Source
▬▬▬▬▬▬▬▬▬▬
The noble Lord said: My Lords, in moving this amendment, I believe that it will be for the convenience of all noble Lords if we discuss Amendments Nos. 226 and 227 at the same time. It will be within the recollection of the House that, four weeks ago exactly to the day, I moved the same group of amendments dealing with vehicle emissions. I was greatly encouraged by the support which I received from all parts of the House. Indeed, these amendments are in the names of Members from all parts of the House. Since then my noble friend on the Front Bench has been kind enough to receive a delegation from the London Boroughs Association. We had what I hope was a useful and productive discussion.

Perhaps I may remind the House that the amendments deal with three particular situations where there is pollution of the atmosphere by vehicles and equipment. The first amendment gives power to local authorities to carry out kerbside testing of vehicles which have polluting exhausts. If they are found to be offending under the construction and use regulations, the local authorities have power to take the vehicles off the road. They have powers to fine and to require the owners to take remedial action. These powers exist at the moment in one form or another with the Vehicles Inspectorate and the police. But I believe that it is everybody's experience that the powers are very infrequently used. Enforcement is the real problem here and the key is to give local authorities the necessary powers to test but not to stop, because I believe that that would not be right. The only people who should stop a vehicle are the uniformed police. That is the first power.
▬▬▬▬▬▬▬▬▬▬
Stored records:
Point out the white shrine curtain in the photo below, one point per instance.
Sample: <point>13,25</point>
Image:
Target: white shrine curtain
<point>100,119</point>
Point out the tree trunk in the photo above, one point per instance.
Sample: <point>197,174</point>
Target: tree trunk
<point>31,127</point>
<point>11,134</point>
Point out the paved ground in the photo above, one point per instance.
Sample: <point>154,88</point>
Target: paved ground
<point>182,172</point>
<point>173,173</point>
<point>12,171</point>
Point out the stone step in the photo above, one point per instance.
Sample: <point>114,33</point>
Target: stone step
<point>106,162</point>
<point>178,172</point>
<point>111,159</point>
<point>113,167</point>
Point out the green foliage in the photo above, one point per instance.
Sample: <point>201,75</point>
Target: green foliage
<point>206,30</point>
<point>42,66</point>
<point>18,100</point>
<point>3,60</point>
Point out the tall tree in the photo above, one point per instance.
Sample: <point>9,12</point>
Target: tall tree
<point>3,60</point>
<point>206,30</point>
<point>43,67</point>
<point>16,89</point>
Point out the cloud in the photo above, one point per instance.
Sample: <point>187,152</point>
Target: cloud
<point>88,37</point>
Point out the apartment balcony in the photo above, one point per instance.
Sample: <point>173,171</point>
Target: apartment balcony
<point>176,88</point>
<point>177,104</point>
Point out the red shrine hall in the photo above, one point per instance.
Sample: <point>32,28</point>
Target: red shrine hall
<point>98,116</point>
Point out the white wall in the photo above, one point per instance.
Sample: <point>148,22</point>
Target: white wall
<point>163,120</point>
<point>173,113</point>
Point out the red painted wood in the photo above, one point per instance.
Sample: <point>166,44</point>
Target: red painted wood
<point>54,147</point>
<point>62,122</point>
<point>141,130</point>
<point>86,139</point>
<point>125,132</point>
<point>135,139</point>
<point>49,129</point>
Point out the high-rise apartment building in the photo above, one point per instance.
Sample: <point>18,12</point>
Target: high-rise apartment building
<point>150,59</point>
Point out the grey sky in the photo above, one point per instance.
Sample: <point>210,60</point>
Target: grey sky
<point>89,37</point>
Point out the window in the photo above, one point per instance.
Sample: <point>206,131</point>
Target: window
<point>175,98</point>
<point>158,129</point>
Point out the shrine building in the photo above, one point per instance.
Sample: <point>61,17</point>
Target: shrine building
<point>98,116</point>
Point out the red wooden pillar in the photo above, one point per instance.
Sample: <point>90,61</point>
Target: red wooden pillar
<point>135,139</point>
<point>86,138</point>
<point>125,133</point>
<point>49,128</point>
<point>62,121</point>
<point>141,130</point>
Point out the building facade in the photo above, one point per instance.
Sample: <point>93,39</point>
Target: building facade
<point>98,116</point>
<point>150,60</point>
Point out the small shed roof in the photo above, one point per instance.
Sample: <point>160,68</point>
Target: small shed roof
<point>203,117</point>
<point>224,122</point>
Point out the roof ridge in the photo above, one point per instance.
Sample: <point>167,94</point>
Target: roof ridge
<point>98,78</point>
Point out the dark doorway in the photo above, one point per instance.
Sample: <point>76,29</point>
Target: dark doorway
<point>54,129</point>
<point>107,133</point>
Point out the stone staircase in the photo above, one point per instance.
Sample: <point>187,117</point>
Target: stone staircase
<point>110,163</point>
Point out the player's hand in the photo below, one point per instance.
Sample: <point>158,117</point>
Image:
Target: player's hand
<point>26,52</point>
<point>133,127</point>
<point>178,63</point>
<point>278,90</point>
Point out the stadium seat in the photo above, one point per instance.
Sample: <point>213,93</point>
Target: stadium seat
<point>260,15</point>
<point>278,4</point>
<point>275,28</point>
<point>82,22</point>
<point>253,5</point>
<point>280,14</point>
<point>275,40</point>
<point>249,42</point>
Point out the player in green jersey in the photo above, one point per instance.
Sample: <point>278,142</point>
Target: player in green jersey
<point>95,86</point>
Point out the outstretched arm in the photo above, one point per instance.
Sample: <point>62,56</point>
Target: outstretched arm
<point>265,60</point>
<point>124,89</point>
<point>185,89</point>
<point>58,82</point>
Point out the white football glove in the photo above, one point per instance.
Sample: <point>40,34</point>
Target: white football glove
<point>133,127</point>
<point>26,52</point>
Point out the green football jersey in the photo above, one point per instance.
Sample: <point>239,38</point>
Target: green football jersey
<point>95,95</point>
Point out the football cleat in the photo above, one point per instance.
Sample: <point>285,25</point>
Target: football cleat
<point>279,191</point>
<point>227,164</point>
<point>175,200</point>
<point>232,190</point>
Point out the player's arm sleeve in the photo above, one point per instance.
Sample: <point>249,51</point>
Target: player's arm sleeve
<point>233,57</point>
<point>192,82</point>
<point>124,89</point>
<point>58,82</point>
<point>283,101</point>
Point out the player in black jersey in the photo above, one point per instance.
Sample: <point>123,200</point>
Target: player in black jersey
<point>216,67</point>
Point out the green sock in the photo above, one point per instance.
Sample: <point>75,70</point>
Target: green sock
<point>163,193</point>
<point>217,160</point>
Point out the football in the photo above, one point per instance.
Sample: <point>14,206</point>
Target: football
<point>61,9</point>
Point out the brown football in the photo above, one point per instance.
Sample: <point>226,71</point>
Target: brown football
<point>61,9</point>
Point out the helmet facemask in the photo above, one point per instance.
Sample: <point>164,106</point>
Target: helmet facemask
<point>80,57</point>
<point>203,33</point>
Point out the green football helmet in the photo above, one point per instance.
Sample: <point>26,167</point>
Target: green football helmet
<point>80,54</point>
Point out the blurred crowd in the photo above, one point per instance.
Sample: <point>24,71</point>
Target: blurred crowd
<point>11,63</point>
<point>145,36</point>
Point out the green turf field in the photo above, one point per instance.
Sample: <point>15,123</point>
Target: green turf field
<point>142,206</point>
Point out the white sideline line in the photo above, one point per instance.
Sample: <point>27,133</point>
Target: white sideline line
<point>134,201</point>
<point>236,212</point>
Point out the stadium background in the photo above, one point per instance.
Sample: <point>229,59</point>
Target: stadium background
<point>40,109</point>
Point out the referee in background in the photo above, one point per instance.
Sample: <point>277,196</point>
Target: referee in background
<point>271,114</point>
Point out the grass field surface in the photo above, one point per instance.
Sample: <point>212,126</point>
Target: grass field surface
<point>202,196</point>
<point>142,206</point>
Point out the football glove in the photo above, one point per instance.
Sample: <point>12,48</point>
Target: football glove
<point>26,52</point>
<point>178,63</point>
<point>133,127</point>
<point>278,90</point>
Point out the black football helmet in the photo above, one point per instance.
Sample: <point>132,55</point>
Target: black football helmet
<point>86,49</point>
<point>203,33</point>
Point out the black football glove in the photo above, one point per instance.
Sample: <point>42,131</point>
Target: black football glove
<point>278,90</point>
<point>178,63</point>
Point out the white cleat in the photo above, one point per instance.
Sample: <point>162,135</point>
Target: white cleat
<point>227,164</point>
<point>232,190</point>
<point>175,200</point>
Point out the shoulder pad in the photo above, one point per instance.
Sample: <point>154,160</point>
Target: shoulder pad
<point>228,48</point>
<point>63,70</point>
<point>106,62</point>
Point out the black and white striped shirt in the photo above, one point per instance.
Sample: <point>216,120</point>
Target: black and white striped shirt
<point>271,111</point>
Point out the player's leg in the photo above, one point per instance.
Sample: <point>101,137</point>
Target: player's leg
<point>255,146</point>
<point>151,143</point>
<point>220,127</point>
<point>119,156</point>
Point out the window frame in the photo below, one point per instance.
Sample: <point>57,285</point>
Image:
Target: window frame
▬▬▬▬▬▬▬▬▬▬
Exercise aim
Can you extract the full House of Lords speech on vehicle emissions from above, word for word, without any of the data?

Exercise output
The noble Lord said: My Lords, in moving this amendment, I believe that it will be for the convenience of all noble Lords if we discuss Amendments Nos. 226 and 227 at the same time. It will be within the recollection of the House that, four weeks ago exactly to the day, I moved the same group of amendments dealing with vehicle emissions. I was greatly encouraged by the support which I received from all parts of the House. Indeed, these amendments are in the names of Members from all parts of the House. Since then my noble friend on the Front Bench has been kind enough to receive a delegation from the London Boroughs Association. We had what I hope was a useful and productive discussion.

Perhaps I may remind the House that the amendments deal with three particular situations where there is pollution of the atmosphere by vehicles and equipment. The first amendment gives power to local authorities to carry out kerbside testing of vehicles which have polluting exhausts. If they are found to be offending under the construction and use regulations, the local authorities have power to take the vehicles off the road. They have powers to fine and to require the owners to take remedial action. These powers exist at the moment in one form or another with the Vehicles Inspectorate and the police. But I believe that it is everybody's experience that the powers are very infrequently used. Enforcement is the real problem here and the key is to give local authorities the necessary powers to test but not to stop, because I believe that that would not be right. The only people who should stop a vehicle are the uniformed police. That is the first power.